━━━ Dataset records ━━━

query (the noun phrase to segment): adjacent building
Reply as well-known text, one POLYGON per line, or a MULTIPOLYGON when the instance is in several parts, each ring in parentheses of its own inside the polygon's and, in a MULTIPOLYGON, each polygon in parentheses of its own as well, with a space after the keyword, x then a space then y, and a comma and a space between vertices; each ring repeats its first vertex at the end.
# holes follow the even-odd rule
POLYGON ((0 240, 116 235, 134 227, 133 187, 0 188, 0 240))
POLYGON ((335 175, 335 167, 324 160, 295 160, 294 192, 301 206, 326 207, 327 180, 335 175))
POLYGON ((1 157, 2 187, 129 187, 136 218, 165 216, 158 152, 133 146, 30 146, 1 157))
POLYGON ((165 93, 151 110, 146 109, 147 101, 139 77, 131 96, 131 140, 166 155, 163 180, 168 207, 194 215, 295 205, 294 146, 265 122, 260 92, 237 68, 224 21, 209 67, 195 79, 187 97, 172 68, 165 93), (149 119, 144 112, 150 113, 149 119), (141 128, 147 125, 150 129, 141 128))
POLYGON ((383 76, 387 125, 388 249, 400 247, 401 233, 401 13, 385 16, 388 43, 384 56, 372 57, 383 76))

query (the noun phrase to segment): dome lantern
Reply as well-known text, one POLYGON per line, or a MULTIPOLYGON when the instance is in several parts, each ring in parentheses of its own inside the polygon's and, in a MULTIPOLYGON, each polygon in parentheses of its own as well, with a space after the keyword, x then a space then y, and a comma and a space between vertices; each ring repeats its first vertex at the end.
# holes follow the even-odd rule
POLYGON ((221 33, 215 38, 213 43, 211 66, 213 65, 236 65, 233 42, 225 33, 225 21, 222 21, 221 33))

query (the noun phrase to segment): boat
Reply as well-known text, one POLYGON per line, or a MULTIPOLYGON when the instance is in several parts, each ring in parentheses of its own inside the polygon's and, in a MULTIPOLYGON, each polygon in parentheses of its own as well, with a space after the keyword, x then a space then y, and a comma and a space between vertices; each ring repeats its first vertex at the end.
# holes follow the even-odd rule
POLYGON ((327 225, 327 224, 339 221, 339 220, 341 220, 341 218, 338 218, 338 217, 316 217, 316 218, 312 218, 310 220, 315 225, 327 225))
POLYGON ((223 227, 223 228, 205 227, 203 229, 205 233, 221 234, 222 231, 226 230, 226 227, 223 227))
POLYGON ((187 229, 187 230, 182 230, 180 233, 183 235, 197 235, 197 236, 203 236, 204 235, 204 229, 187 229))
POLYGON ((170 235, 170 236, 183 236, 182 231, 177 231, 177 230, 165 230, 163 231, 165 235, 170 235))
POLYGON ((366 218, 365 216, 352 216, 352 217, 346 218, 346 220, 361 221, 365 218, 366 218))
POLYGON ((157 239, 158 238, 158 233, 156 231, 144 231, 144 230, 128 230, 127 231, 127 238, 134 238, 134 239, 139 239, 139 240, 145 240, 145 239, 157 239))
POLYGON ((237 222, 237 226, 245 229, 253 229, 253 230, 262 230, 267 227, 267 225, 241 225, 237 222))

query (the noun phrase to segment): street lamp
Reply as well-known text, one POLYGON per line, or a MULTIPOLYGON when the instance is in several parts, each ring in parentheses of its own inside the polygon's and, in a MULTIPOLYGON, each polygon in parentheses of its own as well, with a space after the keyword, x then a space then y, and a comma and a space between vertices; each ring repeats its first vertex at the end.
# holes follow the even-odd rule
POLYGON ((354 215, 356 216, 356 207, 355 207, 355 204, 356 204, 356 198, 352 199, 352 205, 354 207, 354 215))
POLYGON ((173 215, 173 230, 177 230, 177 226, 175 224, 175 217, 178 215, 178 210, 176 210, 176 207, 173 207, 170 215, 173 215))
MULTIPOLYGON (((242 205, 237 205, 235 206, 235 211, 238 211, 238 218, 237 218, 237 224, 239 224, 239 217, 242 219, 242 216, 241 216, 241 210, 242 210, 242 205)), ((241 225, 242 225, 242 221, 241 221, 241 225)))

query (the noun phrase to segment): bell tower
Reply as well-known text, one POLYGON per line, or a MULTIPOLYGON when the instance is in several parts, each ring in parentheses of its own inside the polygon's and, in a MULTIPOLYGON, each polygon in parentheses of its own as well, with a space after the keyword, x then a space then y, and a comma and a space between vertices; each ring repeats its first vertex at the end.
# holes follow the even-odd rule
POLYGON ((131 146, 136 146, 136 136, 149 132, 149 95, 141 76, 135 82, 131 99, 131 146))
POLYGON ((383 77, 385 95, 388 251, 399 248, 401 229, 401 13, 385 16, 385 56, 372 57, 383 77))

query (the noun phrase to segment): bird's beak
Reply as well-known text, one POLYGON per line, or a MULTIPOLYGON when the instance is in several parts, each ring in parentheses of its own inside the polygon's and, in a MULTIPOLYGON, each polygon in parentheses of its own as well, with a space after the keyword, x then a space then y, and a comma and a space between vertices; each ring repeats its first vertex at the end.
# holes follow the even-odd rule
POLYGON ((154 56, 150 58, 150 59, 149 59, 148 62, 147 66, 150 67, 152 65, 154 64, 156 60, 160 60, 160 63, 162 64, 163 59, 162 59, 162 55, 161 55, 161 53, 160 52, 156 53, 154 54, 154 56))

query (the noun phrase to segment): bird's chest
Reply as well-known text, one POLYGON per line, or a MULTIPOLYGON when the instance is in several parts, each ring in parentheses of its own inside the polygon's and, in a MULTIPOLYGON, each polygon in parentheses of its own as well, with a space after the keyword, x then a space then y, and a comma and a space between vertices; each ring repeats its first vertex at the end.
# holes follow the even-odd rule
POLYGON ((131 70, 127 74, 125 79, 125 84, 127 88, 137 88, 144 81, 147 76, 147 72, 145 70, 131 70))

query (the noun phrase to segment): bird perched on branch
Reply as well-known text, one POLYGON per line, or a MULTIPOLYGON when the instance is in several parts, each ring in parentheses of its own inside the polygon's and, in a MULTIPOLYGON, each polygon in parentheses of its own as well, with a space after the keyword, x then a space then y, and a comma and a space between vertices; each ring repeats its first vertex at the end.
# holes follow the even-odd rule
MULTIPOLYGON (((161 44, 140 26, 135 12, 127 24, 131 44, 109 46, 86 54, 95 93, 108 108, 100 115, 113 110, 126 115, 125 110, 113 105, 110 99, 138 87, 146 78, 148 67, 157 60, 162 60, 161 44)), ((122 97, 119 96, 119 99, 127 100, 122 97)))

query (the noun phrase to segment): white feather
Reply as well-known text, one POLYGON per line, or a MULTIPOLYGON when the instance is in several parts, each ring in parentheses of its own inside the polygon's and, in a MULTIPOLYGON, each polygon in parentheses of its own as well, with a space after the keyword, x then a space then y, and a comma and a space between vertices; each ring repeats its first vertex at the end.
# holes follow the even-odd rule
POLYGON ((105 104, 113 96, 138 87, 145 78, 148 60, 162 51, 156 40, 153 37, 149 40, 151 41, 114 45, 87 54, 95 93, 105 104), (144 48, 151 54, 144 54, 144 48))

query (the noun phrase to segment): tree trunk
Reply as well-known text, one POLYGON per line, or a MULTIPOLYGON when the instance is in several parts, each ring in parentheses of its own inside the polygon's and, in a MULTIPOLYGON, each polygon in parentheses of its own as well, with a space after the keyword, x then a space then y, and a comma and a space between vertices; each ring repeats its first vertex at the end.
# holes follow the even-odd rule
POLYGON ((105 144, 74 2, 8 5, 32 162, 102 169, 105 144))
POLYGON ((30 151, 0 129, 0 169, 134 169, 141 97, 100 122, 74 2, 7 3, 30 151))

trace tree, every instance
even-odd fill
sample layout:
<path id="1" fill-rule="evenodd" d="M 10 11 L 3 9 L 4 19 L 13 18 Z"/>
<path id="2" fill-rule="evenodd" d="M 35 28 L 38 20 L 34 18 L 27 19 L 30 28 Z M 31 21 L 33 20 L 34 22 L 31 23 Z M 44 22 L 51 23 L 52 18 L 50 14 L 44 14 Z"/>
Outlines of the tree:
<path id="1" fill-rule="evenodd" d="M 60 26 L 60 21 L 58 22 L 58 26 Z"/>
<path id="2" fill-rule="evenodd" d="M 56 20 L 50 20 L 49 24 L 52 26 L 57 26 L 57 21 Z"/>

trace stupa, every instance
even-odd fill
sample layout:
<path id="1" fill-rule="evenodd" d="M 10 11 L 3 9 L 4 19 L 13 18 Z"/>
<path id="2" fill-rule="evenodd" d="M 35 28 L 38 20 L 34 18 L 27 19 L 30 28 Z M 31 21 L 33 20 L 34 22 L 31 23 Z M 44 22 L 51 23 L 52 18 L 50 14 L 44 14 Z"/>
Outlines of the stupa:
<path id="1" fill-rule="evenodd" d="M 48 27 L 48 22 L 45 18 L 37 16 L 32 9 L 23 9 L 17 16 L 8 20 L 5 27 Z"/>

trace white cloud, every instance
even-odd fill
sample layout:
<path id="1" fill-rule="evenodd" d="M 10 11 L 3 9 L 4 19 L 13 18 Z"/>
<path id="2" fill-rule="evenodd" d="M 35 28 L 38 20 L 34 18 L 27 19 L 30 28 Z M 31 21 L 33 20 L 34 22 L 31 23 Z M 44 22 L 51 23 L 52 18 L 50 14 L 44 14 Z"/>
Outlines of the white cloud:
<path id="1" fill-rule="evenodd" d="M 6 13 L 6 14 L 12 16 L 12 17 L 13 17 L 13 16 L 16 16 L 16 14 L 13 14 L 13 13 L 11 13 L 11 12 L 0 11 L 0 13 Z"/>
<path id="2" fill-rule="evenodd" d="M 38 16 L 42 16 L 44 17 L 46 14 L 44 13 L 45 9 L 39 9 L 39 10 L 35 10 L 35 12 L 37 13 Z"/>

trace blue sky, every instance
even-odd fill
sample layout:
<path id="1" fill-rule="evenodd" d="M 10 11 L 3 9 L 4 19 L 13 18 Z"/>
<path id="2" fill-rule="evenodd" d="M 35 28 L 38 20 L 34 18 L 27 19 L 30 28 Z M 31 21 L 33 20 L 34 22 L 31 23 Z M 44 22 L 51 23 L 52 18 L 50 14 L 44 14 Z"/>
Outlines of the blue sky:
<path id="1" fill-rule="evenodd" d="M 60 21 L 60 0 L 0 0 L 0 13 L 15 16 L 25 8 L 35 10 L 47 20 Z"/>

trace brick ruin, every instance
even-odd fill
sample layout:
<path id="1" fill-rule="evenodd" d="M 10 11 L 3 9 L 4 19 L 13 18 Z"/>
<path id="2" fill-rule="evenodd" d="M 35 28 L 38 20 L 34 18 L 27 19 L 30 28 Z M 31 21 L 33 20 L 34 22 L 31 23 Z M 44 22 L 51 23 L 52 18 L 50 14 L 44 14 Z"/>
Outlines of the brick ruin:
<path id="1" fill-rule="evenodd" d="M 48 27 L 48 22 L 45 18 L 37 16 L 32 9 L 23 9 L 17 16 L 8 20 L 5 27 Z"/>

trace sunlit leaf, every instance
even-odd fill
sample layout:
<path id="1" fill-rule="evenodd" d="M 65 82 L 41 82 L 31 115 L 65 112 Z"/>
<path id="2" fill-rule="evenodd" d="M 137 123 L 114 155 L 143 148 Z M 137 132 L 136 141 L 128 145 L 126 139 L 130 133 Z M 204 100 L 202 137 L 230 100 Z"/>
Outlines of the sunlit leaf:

━━━

Required task:
Repeat the material from its start through the line containing "POLYGON ((0 240, 116", substituting "neighboring building" for "adjacent building" and leaving everything else unchanged.

Solution to the problem:
query (the noun phrase to segment): neighboring building
Reply as well-known text, one POLYGON per line, or a MULTIPOLYGON when the instance is in several parts, each ring in parentheses of its own inside the polygon's and, in a MULTIPOLYGON, each polygon in parentheses of its own as well, with a space after the keyword, x then a space then y, and a comma and a space between vertices; each ring repeats its first vertex at the end.
# holes follow the even-odd rule
POLYGON ((0 240, 116 235, 134 227, 133 187, 0 188, 0 240))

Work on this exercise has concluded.